> TEXT SEGMENT

(begin)

Skip to main content

FDMNES (2015-10-28) with openmpi on Debian GNU/Linux 8 Jessie

Summary

A memorandum of compiling FDMNES (2015-10-28) on Debian GNU/Linux 8.0.

The fdmnes executable compiled with MUMPS and openmpi is too slow. It must be because the compilation procedure and options for it are too bad.

Environment

OS

Debian GNU/Linux 8.0 Jessie

Compiler

gfortran 4.9

CPU

Intel Corei7 4770K (4 physical cores with HT) (ie. 8 threads)

Compiling FDMNES (sequential) with the original Gaussian solver

Editing mat_solve_gaussian.f90

integer:: i, i_newind, ia, ib, icheck, ie, igrph, ii, ipr, isp, ispin, ispinin, iv, j, jj, k, lb1i, lb1r, lb2i, lb2r, lm, lmaxso, &
  lms, MPI_host_num_for_mumps, mpirank0, natome, nbm, nbtm, ngrph, nicm, nim, nligne, nligne_i, nligneso, nlmagm, nlmmax, &
  nlmomax, nlmsam, nlmso, nlmso_i, nphiato1, nphiato7, npoint, &
  npsom, nsm, nso1, nsort, nsort_c, nsort_r, nsortf, nspin, nspino, nspinp, nspinr, nstm, nvois

Just split line 15 into like this.

(end)

> PROVIDED INFORMATION
(begin)

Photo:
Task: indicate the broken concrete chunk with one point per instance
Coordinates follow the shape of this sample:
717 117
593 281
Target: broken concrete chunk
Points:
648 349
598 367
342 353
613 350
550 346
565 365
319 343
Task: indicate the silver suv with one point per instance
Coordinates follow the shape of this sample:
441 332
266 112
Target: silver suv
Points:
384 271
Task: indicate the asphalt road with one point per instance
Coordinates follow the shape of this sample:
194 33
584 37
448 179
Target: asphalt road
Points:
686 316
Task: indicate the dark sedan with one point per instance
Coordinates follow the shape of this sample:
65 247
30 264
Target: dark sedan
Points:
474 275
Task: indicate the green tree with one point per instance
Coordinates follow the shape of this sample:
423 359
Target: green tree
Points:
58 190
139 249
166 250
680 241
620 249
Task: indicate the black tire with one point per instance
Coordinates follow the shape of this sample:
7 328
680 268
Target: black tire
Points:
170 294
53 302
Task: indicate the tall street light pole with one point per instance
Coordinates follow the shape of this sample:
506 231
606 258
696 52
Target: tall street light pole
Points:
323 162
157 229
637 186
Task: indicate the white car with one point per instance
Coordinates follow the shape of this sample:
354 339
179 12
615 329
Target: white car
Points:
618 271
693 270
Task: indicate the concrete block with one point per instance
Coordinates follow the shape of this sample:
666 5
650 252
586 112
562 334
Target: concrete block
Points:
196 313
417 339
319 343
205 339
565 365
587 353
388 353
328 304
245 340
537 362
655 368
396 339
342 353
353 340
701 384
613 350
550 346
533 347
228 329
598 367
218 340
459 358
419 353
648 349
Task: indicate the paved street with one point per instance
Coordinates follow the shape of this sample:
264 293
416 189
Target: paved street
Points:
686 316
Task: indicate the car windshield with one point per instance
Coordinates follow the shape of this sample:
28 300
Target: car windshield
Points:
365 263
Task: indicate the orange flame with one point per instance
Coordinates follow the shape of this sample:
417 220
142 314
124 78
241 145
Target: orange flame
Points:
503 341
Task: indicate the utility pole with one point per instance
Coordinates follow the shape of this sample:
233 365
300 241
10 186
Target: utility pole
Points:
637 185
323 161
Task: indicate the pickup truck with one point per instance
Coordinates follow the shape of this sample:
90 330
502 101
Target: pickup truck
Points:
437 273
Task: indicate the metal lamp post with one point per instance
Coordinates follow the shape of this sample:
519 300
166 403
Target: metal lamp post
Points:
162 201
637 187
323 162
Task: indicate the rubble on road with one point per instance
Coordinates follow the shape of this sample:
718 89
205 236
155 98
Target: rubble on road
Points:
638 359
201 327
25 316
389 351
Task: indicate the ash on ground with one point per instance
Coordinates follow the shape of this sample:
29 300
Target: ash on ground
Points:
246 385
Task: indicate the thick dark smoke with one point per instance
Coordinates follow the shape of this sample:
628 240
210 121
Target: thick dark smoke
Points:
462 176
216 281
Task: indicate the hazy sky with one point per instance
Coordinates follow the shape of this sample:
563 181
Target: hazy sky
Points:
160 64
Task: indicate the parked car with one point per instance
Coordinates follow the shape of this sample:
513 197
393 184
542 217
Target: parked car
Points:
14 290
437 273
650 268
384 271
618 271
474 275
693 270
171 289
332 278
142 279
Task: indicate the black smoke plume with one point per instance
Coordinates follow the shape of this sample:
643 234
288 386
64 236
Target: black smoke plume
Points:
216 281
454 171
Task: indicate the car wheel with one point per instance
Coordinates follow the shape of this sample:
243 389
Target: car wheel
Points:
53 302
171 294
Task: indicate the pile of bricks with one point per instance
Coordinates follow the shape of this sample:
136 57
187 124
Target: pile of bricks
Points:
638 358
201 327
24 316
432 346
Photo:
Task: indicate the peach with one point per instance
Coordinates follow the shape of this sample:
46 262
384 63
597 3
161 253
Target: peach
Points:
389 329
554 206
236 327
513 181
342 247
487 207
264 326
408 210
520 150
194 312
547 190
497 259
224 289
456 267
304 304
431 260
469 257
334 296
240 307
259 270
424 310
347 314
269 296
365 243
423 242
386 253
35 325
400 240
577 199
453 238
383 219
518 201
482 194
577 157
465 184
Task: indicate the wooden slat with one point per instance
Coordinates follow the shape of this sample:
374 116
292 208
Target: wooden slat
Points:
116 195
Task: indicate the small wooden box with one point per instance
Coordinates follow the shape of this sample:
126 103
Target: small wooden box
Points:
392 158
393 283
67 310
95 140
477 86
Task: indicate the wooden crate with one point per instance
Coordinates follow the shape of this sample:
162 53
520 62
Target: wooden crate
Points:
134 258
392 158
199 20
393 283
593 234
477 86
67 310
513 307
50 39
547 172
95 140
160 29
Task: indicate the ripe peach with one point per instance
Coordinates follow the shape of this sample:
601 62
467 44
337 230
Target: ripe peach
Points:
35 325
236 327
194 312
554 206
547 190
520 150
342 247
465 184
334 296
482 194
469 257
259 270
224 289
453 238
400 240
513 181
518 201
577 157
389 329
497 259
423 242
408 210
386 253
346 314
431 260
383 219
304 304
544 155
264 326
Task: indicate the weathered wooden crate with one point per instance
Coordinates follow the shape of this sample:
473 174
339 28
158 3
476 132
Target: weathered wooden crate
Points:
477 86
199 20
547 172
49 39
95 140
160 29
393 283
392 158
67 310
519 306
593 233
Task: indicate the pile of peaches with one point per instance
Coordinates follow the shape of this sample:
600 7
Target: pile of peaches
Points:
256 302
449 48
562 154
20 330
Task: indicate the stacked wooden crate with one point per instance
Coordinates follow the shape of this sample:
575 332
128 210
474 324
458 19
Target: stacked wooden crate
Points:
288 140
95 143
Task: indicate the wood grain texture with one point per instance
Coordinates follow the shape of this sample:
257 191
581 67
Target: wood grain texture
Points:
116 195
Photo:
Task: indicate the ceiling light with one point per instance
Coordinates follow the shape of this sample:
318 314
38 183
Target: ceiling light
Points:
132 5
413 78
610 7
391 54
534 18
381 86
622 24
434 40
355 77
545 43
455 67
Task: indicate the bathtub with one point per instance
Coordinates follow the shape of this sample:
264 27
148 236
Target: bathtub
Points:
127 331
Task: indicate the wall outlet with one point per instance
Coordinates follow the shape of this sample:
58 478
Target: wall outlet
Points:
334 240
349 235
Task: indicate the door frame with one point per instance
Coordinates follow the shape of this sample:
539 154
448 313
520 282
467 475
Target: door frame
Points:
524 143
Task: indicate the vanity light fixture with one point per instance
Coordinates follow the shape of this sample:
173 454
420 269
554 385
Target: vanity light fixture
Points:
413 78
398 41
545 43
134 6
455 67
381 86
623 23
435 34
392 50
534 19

(end)

> GIVEN PROBLEM 1
List each setting under the Environment heading of the FDMNES compilation page, with the value given for it.
> GIVEN PROBLEM 2
Reproduce the FDMNES compilation page word for word, starting at the words "A memorandum of" and ending after "are too bad.".

> REPLY 1
OS: Debian GNU/Linux 8.0 Jessie
Compiler: gfortran 4.9
CPU: Intel Corei7 4770K (4 physical cores with HT) (ie. 8 threads)

> REPLY 2
A memorandum of compiling FDMNES (2015-10-28) on Debian GNU/Linux 8.0.

The fdmnes executable compiled with MUMPS and openmpi is too slow. It must be because the compilation procedure and options for it are too bad.